■ **Supplied information**

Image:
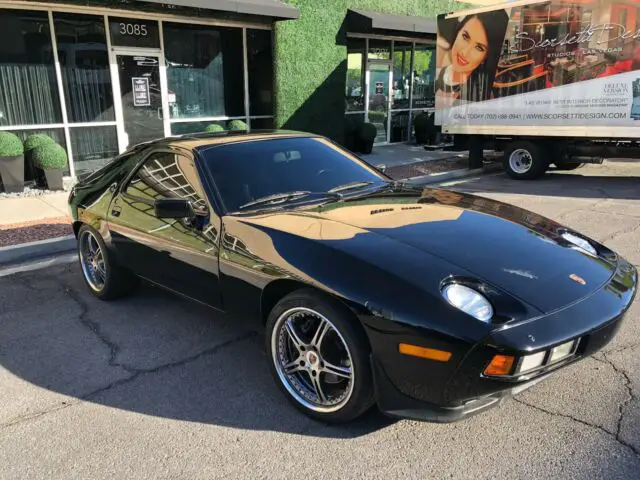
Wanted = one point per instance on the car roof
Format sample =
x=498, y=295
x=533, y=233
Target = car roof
x=197, y=140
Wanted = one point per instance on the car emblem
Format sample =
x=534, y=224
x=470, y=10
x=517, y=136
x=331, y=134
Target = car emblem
x=577, y=279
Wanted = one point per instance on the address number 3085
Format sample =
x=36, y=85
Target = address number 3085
x=133, y=29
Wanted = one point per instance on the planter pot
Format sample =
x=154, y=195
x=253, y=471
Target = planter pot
x=12, y=173
x=54, y=179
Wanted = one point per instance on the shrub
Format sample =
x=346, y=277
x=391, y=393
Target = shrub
x=10, y=145
x=214, y=127
x=237, y=125
x=49, y=157
x=36, y=140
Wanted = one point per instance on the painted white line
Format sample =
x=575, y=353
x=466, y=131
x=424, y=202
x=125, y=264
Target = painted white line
x=39, y=264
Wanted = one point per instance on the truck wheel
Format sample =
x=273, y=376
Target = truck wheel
x=567, y=165
x=524, y=161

■ **Your goal**
All lines from the one that holds "x=498, y=295" through the end of the records are to be returned exactly, including both boundary lines, and no others.

■ **Solution to this problem**
x=498, y=295
x=533, y=233
Target = car roof
x=197, y=140
Wanted = one point per instance on the car emblem
Format sample =
x=534, y=224
x=470, y=10
x=517, y=136
x=331, y=134
Target = car emblem
x=577, y=279
Wanted = one point per instance on the address number 3085
Format sample =
x=36, y=85
Target = address number 3085
x=133, y=29
Wanted = one point per instance on the planter pot
Format sample =
x=154, y=195
x=253, y=471
Target = planter pot
x=12, y=173
x=54, y=179
Wanted = one point per instance on the shrub
Format sample =
x=346, y=277
x=391, y=393
Target = shrub
x=10, y=145
x=214, y=127
x=237, y=125
x=49, y=157
x=36, y=140
Wanted = one point per instance on the painted white line
Format sample =
x=575, y=353
x=466, y=131
x=424, y=202
x=125, y=264
Target = painted white line
x=39, y=264
Wanted = one point per instance on the truck wheel
Format sample =
x=273, y=376
Target = truck wheel
x=567, y=165
x=524, y=161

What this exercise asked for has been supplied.